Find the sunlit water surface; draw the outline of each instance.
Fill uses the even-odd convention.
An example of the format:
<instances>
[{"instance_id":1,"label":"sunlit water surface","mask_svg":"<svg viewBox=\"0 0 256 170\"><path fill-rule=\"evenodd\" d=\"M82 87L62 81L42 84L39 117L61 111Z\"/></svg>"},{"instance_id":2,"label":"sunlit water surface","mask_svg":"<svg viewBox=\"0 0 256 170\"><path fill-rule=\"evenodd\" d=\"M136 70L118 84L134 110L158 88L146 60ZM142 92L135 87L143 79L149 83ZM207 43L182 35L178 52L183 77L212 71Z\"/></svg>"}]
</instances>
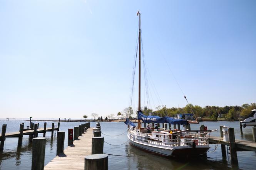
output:
<instances>
[{"instance_id":1,"label":"sunlit water surface","mask_svg":"<svg viewBox=\"0 0 256 170\"><path fill-rule=\"evenodd\" d=\"M7 132L18 131L19 124L25 123L24 127L29 125L29 122L21 119L10 119L8 121L0 119L0 126L7 124ZM51 127L52 122L47 122L47 127ZM60 130L66 132L67 135L68 128L72 128L81 124L81 122L60 122ZM192 130L199 129L199 126L203 124L208 127L208 129L218 129L211 133L211 135L219 136L219 126L226 125L234 127L236 139L253 141L251 127L243 128L243 134L241 135L238 122L203 122L199 124L192 124ZM95 126L95 122L90 123L91 127ZM100 122L101 130L106 135L111 135L120 134L127 130L127 126L123 122ZM142 125L143 124L142 124ZM44 122L39 122L39 127L43 128ZM42 137L42 134L39 134L38 137ZM104 140L113 145L104 144L104 152L119 155L139 155L146 154L145 152L131 146L127 141L127 133L120 135L109 137L102 134ZM65 139L67 139L67 136ZM7 138L5 142L4 150L0 152L0 169L31 169L32 145L28 141L28 136L23 137L21 147L17 147L17 138ZM45 164L46 165L56 156L57 139L56 136L51 138L51 132L46 132L46 146ZM67 147L67 141L65 140L65 147ZM220 170L220 169L256 169L256 156L255 152L238 152L238 167L232 165L230 155L223 158L221 155L220 145L218 146L215 152L213 151L215 145L211 145L211 149L207 152L207 157L201 157L188 158L167 158L154 155L139 157L109 156L109 169L152 169L152 170Z\"/></svg>"}]
</instances>

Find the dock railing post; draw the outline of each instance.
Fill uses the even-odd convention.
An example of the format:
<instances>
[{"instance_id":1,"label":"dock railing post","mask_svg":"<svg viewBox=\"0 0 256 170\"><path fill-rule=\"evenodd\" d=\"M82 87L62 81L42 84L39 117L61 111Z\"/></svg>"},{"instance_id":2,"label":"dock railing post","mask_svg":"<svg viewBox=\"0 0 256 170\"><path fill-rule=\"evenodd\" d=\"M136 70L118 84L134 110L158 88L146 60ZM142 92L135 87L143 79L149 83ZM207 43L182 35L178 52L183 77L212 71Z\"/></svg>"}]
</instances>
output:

Problem description | Can you rewrite all the records above with "even-odd" changed to "nonzero" and nothing else altered, leaving the pictures out?

Answer to the exercise |
Find the sunlit water surface; draw the outline of each instance.
Fill uses the nonzero convention.
An example of the format:
<instances>
[{"instance_id":1,"label":"sunlit water surface","mask_svg":"<svg viewBox=\"0 0 256 170\"><path fill-rule=\"evenodd\" d=\"M82 87L62 81L42 84L39 117L61 111Z\"/></svg>"},{"instance_id":2,"label":"sunlit water surface","mask_svg":"<svg viewBox=\"0 0 256 170\"><path fill-rule=\"evenodd\" d=\"M136 70L118 84L134 110L158 88L146 60ZM142 92L135 87L143 79L149 83ZM207 43L182 35L178 52L183 77L212 71Z\"/></svg>"}]
</instances>
output:
<instances>
[{"instance_id":1,"label":"sunlit water surface","mask_svg":"<svg viewBox=\"0 0 256 170\"><path fill-rule=\"evenodd\" d=\"M7 132L18 131L19 124L25 123L24 127L29 125L29 122L21 119L10 119L8 121L0 119L0 126L7 124ZM51 127L52 122L47 122L47 127ZM60 130L66 132L67 135L68 128L72 128L81 124L81 122L60 122ZM192 130L199 129L199 126L203 124L208 127L208 129L218 129L211 133L211 135L219 136L219 126L226 125L234 127L236 139L253 141L251 127L243 128L243 134L241 135L238 122L203 122L199 124L192 124ZM95 126L95 122L90 123L91 127ZM100 122L101 130L106 135L111 135L120 134L127 130L127 126L123 122ZM142 125L143 124L142 124ZM44 122L39 122L39 127L43 128ZM42 137L42 134L39 134L38 137ZM104 140L113 145L104 144L104 152L119 155L139 155L146 154L145 152L131 146L127 141L127 133L120 135L109 137L102 134ZM65 139L67 139L67 136ZM7 138L5 142L4 150L0 152L0 169L31 169L32 145L28 141L28 136L23 137L21 147L17 147L17 138ZM45 164L46 165L56 156L57 139L56 136L51 138L51 132L46 132L46 146ZM67 147L67 141L65 140L65 147ZM220 170L220 169L256 169L256 156L255 152L238 152L238 167L232 165L230 155L223 158L221 155L220 145L218 146L215 152L213 151L215 145L211 145L211 149L207 152L207 157L201 157L188 158L167 158L154 155L139 157L109 156L109 169L152 169L152 170Z\"/></svg>"}]
</instances>

Find the dock railing post; draw the outline of each instance.
Fill uses the nonzero convention.
An example of the format:
<instances>
[{"instance_id":1,"label":"dock railing post","mask_svg":"<svg viewBox=\"0 0 256 170\"><path fill-rule=\"evenodd\" d=\"M82 87L62 81L42 84L39 117L61 111Z\"/></svg>"},{"instance_id":2,"label":"dock railing post","mask_svg":"<svg viewBox=\"0 0 256 170\"><path fill-rule=\"evenodd\" d=\"M136 70L118 84L134 110L158 88L146 60ZM142 92L135 87L143 79L149 83ZM207 43L182 35L178 52L183 77L212 71Z\"/></svg>"}]
</instances>
output:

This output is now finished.